• _TEXT UNDER STUDY_
'''
Enter the access key ID and secret access key when prompted. This creates a named profile that CloudQuery will reference.

Create an AWS source configuration file called aws-source.yml:

kind: source
spec:
  name: aws
  path: cloudquery/aws
  registry: cloudquery
  version: 'v33.3.0'
  destinations: ['bigquery']
  tables:
    - 'aws_ec2_instances'
    - 'aws_ec2_ebs_volumes'
    - 'aws_ec2_ebs_snapshots'
    - 'aws_s3_buckets'
    - 'aws_rds_instances'
    - 'aws_rds_clusters'
    - 'aws_lambda_functions'
    - 'aws_iam_users'
    - 'aws_iam_roles'
    - 'aws_costexplorer_cost_*'
  spec:
    aws_debug: false
    accounts:
      - id: '123456789012'
        local_profile: 'cloudquery'
      - id: '987654321098'
        local_profile: 'cloudquery-account-2'
    regions:
      - 'us-east-1'
      - 'us-west-2'
      - 'eu-west-1'

You can list multiple AWS accounts by adding entries to the accounts array. Each account references an AWS CLI profile. If you have many accounts, you can also use AWS Organizations to automatically discover member accounts.
'''
Stored data
'''
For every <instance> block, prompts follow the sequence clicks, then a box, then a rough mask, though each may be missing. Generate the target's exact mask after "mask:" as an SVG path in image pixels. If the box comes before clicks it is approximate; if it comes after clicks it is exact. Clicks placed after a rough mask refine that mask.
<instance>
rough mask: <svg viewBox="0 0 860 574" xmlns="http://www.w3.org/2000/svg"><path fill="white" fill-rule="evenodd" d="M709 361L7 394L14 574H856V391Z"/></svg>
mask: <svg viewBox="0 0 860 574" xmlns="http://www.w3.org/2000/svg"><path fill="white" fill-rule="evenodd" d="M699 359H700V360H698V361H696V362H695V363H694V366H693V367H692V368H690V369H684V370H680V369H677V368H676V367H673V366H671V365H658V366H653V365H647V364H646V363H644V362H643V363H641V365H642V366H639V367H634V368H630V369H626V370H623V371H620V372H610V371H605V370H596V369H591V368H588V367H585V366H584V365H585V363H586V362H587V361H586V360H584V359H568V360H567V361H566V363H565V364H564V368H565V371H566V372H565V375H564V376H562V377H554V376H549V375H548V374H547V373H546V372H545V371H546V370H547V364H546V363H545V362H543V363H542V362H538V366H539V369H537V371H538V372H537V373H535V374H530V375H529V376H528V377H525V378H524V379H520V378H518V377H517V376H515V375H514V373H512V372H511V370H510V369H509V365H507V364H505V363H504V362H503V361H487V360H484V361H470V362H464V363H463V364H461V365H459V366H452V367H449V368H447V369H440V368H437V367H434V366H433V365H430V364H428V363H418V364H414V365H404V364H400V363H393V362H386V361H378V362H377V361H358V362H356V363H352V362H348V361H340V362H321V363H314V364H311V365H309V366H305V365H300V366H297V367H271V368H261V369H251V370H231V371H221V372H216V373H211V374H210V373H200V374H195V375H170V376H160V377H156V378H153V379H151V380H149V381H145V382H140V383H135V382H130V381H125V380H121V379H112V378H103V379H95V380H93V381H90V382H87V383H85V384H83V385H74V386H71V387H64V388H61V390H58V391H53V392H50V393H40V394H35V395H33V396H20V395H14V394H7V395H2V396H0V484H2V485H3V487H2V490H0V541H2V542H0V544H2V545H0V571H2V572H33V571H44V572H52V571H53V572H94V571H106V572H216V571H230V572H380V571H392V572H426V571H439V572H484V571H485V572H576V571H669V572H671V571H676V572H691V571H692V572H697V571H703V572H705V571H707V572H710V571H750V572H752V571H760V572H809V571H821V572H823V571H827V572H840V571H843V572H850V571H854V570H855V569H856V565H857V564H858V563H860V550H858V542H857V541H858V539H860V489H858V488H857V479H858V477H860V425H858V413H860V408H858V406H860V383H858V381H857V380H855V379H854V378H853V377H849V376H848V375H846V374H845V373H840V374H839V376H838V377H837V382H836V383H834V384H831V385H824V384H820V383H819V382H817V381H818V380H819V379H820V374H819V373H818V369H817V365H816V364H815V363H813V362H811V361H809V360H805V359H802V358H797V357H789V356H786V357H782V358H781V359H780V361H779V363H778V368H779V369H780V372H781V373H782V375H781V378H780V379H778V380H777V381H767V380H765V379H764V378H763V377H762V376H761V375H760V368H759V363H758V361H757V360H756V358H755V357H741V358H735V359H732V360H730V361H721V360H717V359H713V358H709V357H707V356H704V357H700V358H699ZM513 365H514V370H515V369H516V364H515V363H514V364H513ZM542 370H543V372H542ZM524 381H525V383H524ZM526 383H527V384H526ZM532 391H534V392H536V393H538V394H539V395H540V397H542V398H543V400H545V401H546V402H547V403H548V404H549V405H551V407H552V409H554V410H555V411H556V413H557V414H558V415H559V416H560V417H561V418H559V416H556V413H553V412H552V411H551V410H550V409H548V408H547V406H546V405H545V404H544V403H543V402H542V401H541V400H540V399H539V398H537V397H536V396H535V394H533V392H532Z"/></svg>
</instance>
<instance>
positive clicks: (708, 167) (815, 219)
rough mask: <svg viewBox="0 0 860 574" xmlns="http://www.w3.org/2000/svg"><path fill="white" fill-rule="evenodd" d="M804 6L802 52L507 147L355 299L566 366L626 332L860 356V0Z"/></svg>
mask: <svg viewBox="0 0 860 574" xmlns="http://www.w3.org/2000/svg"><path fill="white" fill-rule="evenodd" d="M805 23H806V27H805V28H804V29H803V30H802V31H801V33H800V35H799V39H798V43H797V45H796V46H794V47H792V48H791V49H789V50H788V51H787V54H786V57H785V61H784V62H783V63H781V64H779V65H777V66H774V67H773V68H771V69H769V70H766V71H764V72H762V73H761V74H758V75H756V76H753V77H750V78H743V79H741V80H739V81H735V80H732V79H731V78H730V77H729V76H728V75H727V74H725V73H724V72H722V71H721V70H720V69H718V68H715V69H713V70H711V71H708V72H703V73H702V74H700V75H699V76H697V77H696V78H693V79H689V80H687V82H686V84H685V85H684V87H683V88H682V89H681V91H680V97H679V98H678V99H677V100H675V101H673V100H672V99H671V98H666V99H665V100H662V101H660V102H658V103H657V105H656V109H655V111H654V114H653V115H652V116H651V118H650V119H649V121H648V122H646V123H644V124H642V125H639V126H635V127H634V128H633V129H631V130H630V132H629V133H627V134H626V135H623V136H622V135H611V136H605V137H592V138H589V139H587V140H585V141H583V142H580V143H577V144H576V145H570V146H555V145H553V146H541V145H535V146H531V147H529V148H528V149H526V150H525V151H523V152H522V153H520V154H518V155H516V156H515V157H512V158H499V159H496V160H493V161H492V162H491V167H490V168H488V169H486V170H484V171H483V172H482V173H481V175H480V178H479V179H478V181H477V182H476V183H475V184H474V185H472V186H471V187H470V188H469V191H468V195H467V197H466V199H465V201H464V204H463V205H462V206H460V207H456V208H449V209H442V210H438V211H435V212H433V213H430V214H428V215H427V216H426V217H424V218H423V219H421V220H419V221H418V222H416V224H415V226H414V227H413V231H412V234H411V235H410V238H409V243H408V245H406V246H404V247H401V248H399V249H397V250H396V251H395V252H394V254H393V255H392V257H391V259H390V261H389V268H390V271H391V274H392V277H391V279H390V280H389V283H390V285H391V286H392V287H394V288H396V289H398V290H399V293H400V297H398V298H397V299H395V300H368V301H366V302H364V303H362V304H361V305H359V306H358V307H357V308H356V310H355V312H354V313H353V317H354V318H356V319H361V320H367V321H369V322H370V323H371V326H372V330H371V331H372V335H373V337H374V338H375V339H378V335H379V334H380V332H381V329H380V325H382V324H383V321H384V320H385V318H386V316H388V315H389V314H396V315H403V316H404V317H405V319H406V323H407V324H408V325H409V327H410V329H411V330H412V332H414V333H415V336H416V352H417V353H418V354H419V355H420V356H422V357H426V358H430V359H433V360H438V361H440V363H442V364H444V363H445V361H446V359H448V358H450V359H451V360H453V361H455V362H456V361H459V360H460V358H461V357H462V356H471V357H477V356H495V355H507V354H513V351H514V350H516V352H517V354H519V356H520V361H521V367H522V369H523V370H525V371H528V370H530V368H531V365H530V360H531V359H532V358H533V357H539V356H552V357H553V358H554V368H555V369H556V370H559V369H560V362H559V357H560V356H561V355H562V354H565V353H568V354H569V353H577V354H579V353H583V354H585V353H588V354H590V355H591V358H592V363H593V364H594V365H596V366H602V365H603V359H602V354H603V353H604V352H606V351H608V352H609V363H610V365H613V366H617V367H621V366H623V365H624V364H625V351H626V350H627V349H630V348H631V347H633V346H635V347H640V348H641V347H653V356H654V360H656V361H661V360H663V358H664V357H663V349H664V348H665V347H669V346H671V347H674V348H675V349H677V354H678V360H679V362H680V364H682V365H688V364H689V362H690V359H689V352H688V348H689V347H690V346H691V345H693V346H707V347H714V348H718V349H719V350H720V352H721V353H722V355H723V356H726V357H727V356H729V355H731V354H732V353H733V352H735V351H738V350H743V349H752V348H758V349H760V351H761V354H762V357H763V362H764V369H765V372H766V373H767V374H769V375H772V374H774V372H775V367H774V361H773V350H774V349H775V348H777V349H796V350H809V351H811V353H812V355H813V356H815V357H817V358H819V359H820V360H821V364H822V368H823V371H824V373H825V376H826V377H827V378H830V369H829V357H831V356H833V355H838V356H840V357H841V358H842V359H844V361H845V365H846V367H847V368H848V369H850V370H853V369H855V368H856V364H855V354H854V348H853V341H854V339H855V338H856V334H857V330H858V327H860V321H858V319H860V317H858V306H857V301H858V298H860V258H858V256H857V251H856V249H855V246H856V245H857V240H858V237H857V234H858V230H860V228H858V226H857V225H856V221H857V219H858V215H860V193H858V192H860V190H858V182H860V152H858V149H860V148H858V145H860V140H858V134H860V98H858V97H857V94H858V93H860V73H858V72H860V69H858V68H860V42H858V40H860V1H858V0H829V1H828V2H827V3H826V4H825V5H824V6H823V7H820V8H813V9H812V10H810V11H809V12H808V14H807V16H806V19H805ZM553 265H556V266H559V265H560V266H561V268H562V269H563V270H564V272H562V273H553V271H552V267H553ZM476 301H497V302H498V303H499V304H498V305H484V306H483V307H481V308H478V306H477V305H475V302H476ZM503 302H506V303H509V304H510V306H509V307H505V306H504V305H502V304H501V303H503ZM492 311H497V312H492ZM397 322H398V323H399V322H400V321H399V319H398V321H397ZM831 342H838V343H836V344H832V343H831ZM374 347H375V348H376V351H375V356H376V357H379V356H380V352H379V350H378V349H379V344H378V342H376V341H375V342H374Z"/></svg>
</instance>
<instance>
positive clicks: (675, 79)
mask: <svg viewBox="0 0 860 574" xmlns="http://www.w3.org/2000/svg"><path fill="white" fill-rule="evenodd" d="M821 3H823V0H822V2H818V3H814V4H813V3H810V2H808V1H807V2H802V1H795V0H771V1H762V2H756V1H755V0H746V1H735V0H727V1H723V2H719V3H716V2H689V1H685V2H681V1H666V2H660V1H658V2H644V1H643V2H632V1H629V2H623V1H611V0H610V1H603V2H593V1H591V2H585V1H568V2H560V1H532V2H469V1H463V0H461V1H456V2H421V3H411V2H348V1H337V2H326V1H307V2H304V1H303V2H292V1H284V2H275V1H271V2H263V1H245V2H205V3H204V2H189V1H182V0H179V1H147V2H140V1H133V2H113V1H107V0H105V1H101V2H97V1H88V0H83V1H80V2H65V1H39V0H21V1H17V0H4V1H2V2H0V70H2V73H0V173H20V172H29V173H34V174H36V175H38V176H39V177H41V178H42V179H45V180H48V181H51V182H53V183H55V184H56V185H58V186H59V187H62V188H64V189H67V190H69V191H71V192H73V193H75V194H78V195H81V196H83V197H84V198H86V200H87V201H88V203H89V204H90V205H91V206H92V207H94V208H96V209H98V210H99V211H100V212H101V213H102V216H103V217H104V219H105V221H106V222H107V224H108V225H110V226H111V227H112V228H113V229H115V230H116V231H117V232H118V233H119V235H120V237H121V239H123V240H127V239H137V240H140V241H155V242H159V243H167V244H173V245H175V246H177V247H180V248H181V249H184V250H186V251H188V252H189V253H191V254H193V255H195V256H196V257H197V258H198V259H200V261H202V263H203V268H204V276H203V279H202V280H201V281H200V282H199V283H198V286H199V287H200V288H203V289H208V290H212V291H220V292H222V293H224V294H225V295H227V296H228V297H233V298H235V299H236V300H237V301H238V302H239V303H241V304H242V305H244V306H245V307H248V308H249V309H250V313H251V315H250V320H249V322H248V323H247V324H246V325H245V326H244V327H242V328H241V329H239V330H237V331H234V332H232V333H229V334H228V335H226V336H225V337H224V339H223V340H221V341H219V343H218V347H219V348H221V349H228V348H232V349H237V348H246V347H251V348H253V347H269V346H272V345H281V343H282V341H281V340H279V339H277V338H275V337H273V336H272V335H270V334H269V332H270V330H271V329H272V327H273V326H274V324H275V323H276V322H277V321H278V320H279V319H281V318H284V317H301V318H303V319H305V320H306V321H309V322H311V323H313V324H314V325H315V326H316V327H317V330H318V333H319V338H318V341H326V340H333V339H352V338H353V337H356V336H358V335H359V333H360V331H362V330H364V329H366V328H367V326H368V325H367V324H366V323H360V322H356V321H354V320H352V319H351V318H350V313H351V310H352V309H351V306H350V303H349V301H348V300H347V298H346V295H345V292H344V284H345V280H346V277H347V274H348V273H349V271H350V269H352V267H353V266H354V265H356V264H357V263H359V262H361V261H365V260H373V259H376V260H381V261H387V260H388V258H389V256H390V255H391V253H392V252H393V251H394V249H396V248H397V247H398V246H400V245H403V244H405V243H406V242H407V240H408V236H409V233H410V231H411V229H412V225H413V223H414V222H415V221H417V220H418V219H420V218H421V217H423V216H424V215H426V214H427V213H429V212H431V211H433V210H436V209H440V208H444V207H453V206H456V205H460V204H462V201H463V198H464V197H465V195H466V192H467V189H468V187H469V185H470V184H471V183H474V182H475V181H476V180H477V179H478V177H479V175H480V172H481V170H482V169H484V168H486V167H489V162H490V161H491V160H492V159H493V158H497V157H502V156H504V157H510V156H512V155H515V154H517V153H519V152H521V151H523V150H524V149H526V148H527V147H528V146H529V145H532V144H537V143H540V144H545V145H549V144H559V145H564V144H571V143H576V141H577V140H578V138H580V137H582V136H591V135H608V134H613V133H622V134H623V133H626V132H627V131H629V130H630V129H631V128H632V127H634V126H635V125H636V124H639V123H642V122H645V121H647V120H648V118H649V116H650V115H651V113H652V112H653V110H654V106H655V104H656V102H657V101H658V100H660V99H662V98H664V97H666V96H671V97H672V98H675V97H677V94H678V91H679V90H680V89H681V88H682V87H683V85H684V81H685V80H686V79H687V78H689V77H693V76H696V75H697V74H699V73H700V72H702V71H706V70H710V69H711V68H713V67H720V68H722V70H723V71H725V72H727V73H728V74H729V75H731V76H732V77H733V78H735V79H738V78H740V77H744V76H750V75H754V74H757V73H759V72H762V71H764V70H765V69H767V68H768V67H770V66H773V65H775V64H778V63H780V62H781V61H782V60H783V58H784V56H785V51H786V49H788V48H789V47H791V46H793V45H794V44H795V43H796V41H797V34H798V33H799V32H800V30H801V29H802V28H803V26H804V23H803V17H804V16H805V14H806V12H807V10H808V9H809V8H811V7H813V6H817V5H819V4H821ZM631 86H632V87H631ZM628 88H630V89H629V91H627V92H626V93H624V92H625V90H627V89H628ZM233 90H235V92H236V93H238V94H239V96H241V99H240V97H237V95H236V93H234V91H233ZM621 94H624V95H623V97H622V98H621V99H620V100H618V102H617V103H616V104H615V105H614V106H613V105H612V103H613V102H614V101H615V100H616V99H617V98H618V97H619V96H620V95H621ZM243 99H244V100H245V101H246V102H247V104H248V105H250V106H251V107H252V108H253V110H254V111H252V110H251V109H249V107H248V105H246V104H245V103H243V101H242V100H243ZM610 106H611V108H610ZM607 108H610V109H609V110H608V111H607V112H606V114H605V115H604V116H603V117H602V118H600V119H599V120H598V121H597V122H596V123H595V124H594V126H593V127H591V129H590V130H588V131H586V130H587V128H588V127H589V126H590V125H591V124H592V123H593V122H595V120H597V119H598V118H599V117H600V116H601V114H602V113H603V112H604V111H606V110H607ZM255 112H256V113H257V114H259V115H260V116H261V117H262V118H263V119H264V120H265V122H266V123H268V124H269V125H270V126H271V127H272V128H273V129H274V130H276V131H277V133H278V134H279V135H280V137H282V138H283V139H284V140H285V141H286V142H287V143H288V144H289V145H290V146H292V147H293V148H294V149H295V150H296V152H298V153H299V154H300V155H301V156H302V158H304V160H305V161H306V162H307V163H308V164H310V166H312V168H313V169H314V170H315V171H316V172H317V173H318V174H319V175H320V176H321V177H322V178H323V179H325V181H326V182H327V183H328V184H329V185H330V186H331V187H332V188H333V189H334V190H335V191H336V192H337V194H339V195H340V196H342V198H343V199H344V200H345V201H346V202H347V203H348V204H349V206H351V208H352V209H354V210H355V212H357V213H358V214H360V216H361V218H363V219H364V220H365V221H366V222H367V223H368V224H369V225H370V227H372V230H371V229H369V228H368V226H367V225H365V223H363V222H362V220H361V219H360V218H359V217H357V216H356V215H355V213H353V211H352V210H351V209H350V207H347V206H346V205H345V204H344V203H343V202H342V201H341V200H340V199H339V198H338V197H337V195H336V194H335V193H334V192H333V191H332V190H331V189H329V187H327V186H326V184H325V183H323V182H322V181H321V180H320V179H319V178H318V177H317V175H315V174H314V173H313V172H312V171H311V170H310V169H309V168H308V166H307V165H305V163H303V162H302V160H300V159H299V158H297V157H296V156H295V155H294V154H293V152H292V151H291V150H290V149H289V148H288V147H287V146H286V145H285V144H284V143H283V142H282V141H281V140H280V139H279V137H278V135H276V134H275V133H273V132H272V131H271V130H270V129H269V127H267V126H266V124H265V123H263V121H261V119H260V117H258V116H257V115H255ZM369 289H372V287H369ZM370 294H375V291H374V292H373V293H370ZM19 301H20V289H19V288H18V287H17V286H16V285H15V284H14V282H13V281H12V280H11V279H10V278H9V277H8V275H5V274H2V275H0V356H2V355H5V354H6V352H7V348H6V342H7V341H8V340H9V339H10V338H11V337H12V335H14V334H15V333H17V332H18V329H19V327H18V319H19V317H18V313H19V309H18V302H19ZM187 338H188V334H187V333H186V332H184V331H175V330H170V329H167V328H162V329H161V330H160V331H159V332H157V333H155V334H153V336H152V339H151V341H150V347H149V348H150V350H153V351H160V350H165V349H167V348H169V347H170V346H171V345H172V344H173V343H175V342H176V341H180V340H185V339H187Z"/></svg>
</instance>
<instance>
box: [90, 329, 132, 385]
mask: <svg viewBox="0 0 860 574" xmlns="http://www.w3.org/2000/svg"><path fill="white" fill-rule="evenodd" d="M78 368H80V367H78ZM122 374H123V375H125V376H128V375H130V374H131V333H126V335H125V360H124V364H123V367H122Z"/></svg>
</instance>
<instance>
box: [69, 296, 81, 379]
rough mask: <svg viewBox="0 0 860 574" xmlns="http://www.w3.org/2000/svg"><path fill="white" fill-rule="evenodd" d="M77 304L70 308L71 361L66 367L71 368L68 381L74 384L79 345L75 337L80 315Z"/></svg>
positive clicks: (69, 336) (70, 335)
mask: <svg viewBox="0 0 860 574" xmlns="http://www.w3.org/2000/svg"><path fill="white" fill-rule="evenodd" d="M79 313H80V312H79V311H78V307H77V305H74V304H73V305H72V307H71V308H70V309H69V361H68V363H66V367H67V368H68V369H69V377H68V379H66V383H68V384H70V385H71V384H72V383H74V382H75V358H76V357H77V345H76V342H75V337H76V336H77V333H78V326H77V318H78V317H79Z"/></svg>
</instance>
'''
• _TO-DO ITEM_
From the excerpt on configuring the CloudQuery AWS source, write out verbatim the passage that opens with the words containing "You can list" and closes with "discover member accounts.".

• _ANSWER BOX_
You can list multiple AWS accounts by adding entries to the accounts array. Each account references an AWS CLI profile. If you have many accounts, you can also use AWS Organizations to automatically discover member accounts.